> Items:
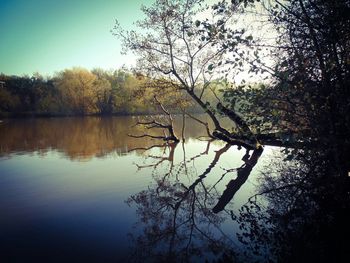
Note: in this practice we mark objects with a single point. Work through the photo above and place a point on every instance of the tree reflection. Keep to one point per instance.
(177, 219)
(301, 211)
(298, 214)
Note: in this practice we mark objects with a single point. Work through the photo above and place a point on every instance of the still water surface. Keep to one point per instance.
(82, 190)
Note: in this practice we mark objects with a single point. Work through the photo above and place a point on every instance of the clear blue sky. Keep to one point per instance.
(47, 36)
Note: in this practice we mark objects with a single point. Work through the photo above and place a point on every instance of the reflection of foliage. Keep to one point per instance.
(177, 219)
(301, 212)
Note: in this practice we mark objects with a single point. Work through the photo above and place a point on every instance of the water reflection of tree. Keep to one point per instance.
(301, 213)
(178, 222)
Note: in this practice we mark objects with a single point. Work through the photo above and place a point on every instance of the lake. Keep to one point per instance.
(82, 190)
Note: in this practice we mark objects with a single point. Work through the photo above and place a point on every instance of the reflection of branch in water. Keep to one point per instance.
(178, 224)
(162, 158)
(234, 185)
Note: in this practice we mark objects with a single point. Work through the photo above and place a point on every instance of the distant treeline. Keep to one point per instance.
(75, 91)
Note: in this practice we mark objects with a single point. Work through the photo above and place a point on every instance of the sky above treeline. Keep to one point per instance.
(47, 36)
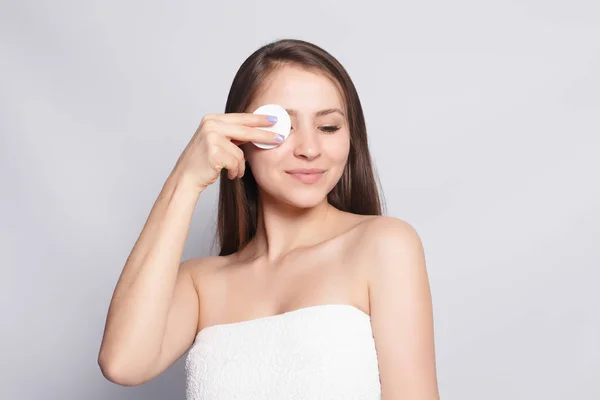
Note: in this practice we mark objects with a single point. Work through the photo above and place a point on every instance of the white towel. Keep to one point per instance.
(317, 352)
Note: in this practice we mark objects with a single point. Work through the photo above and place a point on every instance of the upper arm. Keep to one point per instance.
(182, 319)
(401, 312)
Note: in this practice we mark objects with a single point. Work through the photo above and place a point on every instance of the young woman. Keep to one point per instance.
(314, 294)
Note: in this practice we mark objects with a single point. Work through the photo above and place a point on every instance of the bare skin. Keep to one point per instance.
(305, 252)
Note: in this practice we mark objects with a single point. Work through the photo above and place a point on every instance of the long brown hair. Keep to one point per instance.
(356, 191)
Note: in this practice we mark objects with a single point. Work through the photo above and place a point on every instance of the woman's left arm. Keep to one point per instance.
(401, 313)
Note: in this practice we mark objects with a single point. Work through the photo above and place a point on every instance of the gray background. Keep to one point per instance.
(484, 123)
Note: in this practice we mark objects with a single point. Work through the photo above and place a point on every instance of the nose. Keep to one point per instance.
(307, 143)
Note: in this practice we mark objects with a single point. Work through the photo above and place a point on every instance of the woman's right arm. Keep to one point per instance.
(153, 314)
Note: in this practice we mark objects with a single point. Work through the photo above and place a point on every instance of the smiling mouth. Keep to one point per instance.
(306, 175)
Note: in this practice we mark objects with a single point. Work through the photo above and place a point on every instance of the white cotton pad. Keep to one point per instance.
(282, 126)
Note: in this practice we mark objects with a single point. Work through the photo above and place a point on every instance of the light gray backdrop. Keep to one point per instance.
(484, 121)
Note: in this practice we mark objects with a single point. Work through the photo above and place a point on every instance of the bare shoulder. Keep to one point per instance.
(382, 232)
(199, 267)
(382, 243)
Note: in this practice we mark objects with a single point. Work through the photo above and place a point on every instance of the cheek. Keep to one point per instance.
(339, 148)
(262, 162)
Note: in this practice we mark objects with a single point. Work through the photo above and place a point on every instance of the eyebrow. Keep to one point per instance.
(318, 113)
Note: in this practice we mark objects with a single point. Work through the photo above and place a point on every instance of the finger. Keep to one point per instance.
(230, 162)
(245, 119)
(240, 134)
(239, 155)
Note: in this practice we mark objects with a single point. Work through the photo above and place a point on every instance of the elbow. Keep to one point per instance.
(119, 372)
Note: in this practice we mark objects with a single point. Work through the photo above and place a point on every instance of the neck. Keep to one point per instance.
(283, 228)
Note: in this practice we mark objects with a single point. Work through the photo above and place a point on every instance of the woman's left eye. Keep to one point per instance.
(330, 128)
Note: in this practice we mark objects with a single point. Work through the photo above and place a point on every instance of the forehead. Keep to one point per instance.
(299, 89)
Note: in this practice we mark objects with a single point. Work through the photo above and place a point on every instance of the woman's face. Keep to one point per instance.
(303, 169)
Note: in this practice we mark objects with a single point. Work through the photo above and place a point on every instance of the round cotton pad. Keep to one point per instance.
(282, 126)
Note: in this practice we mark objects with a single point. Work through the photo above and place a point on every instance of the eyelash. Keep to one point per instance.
(328, 128)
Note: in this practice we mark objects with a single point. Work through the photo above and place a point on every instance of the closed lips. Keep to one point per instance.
(307, 171)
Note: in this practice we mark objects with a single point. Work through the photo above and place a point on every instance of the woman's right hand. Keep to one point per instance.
(214, 146)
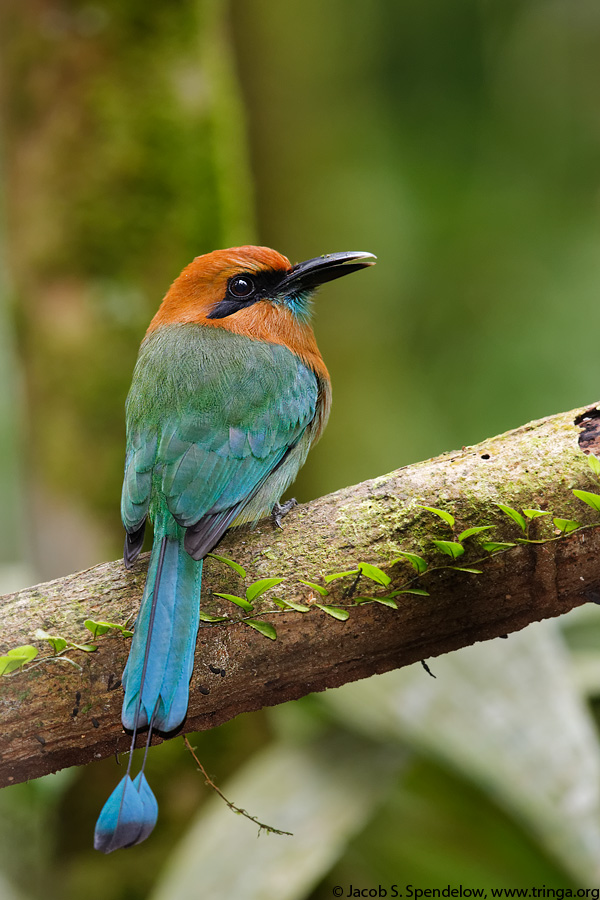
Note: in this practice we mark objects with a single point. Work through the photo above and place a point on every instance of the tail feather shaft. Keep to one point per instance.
(156, 678)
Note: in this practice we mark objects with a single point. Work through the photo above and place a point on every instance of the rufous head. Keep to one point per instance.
(254, 291)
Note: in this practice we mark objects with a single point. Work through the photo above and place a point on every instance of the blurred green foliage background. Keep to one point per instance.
(459, 141)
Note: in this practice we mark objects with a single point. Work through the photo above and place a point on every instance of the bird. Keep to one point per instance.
(228, 394)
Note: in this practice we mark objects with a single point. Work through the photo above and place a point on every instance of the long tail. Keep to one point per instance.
(156, 681)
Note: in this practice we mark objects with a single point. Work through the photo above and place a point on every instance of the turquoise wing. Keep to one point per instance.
(203, 439)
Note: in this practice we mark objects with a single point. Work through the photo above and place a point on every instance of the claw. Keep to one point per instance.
(280, 511)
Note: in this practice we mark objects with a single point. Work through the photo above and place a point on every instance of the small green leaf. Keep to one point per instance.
(495, 546)
(257, 588)
(418, 591)
(264, 628)
(100, 627)
(231, 563)
(17, 657)
(239, 601)
(592, 500)
(469, 532)
(417, 562)
(57, 643)
(566, 526)
(335, 575)
(594, 464)
(334, 611)
(374, 574)
(316, 587)
(446, 516)
(291, 604)
(96, 628)
(450, 548)
(385, 601)
(206, 617)
(514, 515)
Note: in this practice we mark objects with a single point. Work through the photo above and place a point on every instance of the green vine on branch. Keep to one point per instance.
(452, 545)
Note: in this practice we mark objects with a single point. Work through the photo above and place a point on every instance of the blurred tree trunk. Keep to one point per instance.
(124, 158)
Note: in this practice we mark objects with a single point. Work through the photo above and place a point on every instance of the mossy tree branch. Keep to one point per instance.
(56, 715)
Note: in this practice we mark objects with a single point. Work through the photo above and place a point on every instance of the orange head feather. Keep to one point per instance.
(255, 291)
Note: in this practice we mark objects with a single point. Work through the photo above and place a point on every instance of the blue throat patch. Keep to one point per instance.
(300, 304)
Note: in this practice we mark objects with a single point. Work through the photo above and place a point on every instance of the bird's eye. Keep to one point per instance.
(242, 286)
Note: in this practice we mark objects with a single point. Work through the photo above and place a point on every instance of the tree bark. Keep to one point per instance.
(55, 715)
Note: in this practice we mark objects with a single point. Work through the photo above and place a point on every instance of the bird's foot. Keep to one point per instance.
(280, 511)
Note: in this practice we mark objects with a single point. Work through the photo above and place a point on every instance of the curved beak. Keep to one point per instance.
(309, 275)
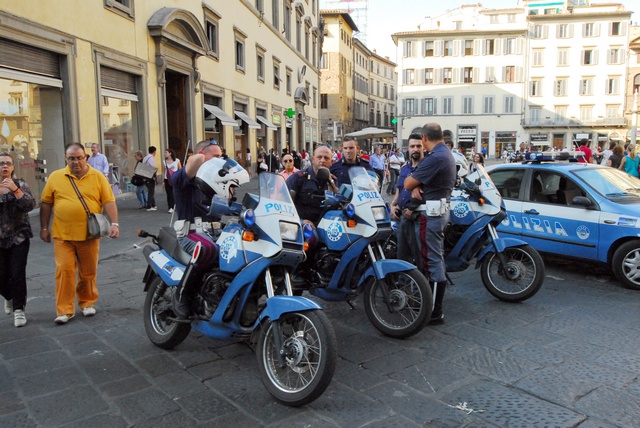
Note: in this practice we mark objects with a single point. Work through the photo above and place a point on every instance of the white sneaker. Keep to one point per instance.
(19, 319)
(63, 319)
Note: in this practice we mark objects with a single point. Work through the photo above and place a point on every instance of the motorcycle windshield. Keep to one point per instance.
(273, 187)
(485, 183)
(361, 180)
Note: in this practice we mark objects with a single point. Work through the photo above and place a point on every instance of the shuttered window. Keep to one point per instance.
(30, 59)
(117, 80)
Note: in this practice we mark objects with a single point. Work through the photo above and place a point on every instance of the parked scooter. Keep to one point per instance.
(349, 259)
(244, 291)
(511, 270)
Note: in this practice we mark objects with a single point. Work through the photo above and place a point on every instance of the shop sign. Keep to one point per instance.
(467, 130)
(505, 135)
(539, 137)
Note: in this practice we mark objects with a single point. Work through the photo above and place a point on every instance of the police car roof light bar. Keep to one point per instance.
(570, 156)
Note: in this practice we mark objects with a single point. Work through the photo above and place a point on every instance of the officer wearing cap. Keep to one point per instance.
(350, 158)
(432, 182)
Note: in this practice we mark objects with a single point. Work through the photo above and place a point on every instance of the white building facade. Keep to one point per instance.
(492, 76)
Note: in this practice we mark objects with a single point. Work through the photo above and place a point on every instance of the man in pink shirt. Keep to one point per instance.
(584, 147)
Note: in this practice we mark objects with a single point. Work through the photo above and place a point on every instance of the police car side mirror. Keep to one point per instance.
(581, 201)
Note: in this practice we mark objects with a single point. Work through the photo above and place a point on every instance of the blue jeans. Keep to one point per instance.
(141, 194)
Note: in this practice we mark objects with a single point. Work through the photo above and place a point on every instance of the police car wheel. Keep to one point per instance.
(626, 264)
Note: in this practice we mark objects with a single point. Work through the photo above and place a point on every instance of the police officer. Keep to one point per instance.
(350, 158)
(309, 190)
(433, 182)
(402, 206)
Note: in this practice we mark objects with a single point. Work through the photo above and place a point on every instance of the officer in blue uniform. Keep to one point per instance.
(309, 190)
(433, 182)
(350, 158)
(402, 206)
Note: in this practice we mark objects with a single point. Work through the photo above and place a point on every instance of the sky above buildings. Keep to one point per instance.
(386, 17)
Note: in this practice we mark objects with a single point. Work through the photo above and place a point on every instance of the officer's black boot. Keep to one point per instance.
(180, 303)
(437, 316)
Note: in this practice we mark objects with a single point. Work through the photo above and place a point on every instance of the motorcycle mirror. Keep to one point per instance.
(323, 174)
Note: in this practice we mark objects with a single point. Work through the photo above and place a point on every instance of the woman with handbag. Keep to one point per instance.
(171, 165)
(15, 232)
(138, 181)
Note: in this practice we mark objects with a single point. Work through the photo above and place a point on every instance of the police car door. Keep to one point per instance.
(508, 181)
(551, 223)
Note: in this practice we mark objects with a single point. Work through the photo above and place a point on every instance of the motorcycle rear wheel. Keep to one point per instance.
(158, 307)
(521, 279)
(309, 346)
(411, 302)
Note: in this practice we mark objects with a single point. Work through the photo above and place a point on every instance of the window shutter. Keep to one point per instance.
(27, 58)
(117, 80)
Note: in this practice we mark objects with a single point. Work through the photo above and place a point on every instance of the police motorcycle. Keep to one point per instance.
(241, 285)
(511, 270)
(348, 259)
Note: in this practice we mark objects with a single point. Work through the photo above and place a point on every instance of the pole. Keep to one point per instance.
(634, 119)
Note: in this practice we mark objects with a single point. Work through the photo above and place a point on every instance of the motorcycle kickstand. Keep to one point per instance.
(448, 278)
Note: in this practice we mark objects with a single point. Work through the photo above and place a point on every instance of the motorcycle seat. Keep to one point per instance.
(168, 241)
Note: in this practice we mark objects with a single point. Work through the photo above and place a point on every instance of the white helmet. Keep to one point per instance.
(217, 176)
(462, 167)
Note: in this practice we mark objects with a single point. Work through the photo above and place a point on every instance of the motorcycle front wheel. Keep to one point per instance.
(519, 280)
(401, 309)
(309, 347)
(158, 308)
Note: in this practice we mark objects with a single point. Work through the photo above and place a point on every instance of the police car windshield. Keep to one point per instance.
(360, 179)
(610, 182)
(273, 186)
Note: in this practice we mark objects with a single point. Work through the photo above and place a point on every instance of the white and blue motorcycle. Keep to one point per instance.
(348, 259)
(240, 289)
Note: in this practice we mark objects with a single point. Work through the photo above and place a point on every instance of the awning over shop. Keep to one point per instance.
(220, 114)
(252, 123)
(270, 126)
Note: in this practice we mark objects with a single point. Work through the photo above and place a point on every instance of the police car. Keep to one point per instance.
(563, 207)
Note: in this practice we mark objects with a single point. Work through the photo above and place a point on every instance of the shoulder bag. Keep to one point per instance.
(98, 225)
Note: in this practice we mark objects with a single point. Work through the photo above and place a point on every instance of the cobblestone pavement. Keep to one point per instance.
(566, 357)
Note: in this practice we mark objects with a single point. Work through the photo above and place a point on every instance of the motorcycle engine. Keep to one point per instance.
(213, 288)
(325, 265)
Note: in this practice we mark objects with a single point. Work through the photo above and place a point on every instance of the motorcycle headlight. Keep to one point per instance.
(289, 231)
(379, 213)
(248, 217)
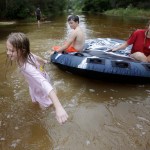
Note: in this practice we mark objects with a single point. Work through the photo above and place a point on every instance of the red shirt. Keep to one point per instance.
(140, 42)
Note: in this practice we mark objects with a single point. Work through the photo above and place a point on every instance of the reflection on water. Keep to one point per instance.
(102, 115)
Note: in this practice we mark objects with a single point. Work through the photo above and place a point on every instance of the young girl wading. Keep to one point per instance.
(41, 91)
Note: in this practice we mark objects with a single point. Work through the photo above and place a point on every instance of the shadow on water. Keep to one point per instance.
(102, 114)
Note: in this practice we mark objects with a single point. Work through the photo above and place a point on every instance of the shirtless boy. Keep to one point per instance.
(75, 42)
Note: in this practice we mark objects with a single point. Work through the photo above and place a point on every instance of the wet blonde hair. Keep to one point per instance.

> Your task: Output the line containing "headlight. Keep to one point per instance." along with every line after it to the end of the material, exactly as written, but without pictures.

> The result:
Note: in this practice we mark objects with a single point. Work through the photo above and place a point on every instance of the motorcycle headlight. Keep to one point per instance.
(289, 231)
(379, 213)
(248, 217)
Note: in this practice we mark objects with a single point. Work through the photo above and place a point on every instance of the red shirt. Keep to one point per instance.
(140, 42)
Note: in this practice we mark objects with a single point. Work through the photo above and place a point on every instance of the reflection on water. Keep to one point per instance.
(102, 115)
Note: in this practice we mark objects with a single point. Work through the photo above and place a point on every instance of the young girl wading. Keep to one point per instance.
(41, 91)
Note: in this practice we mark objects with a single point. Work through the photo above and place a point on every instance of the shadow on water. Keep to one point per instance.
(102, 114)
Note: in this practice we mark objects with a single point. Work through the photo above and place a point on every instance of the shirtless boy. Keep to one point per instance.
(75, 42)
Note: in this practice we mark objects with a single point. Work through the photo above and place a point on every instance of the wet blonde hair. Keep to one point per instance.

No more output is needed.